STATED TASK A :: Using the Azure setup guide, explain in one to three sentences why a security group has to be created for the Dask cluster.
STATED TASK B :: Please decide whether each statement agrees with the Azure setup guide, answering yes or no and quoting the deciding words: (i) The vnet create command shown makes one subnet with the 10.0.0.0/24 prefix. (ii) Dask Cloudprovider creates a new vnet on its own when none exists. (iii) Authentication credentials can be set through the az command line tool.
STATED TASK C :: Echo the Azure setup guide word for word, from "AzureVMCluster(location, resource_group, …) Cluster running" up to and including "command line tool.".

GIVEN PASSAGE ::

Microsoft Azure

AzureVMCluster(location, resource_group, …) Cluster running on Azure Virtual machines.

Overview

Authentication

In order to create clusters on Azure you need to set your authentication credentials. You can do this via the az command line tool.

$ az login

Note

Setting the default output to table with az configure will make the az tool much easier to use.

Resource Groups

To create resources on Azure they must be placed in a resource group. Dask Cloudprovider will need a group to create Dask components in.

You can list existing groups via the cli.

$ az group list

You can also create a new resource group if you do not have an existing one.

$ az group create --location <location> --name <resource group name> --subscription <subscription>

You can get a full list of locations with az account list-locations and subscriptions with az account list.

Take note of your resource group name for later.

Virtual Networks

Compute resources on Azure must be placed in virtual networks (vnet). Dask Cloudprovider will require an existing vnet to connect compute resources to.

You can list existing vnets via the cli.

$ az network vnet list

You can also create a new vnet via the cli.

$ az network vnet create -g <resource group name> -n <vnet name> --address-prefix 10.0.0.0/16 \
      --subnet-name <subnet name> --subnet-prefix 10.0.0.0/24

This command will create a new vnet in your resource group with one subnet with the 10.0.0.0/24 prefix. For more than 255 compute resources you will need additional subnets.

Take note of your vnet name for later.

Security Groups

To allow network traffic to reach your Dask cluster you will need to create a security group which allows traffic on ports 8786-8787 from wherever you are.

You can list existing security groups via the cli.

$ az network nsg list

Or you can create a new security group.

$ az network nsg create -g <resource group name> --name <security group name>
$ az network nsg rule create -g <resource group name> --nsg-name <security group name> -n MyNsgRuleWithAsg \
      --priority 500 --source-address-prefixes Internet --destination-port-ranges 8786 8787 \
      --destination-address-prefixes '*' --access Allow --protocol Tcp --description "Allow Internet to Dask on ports 8786,8787."

COLLECTED MATERIAL ::
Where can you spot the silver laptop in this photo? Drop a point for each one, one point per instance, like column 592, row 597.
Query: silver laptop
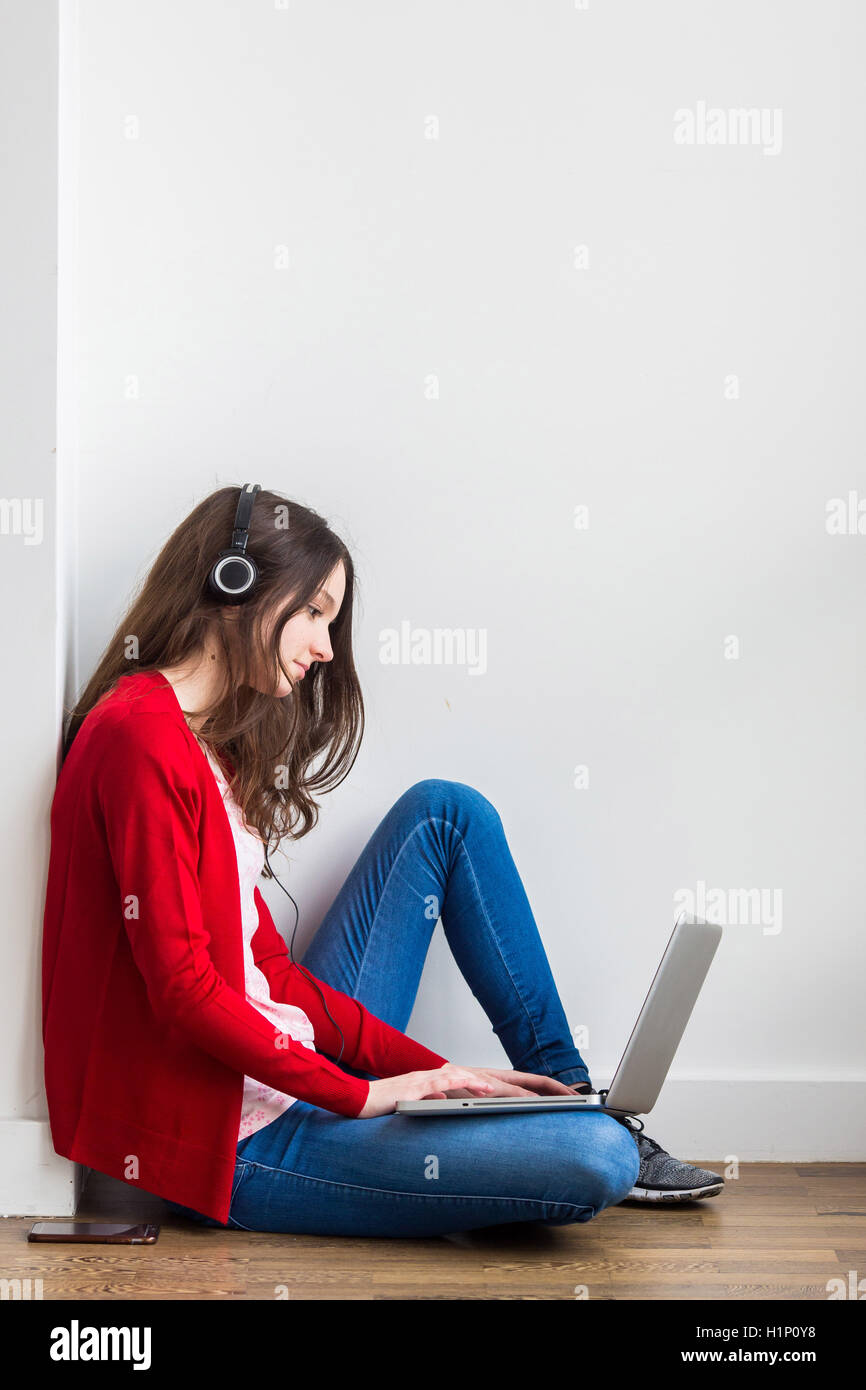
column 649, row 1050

FULL SOLUTION A :: A security group is needed so that network traffic can reach the Dask cluster. It allows traffic on ports 8786-8787 from wherever you are.

FULL SOLUTION B ::
(i) Yes: "This command will create a new vnet in your resource group with one subnet with the 10.0.0.0/24 prefix."
(ii) No: "Dask Cloudprovider will require an existing vnet to connect compute resources to."
(iii) Yes: "You can do this via the az command line tool."

FULL SOLUTION C ::
AzureVMCluster(location, resource_group, …) Cluster running on Azure Virtual machines.

Overview

Authentication

In order to create clusters on Azure you need to set your authentication credentials. You can do this via the az command line tool.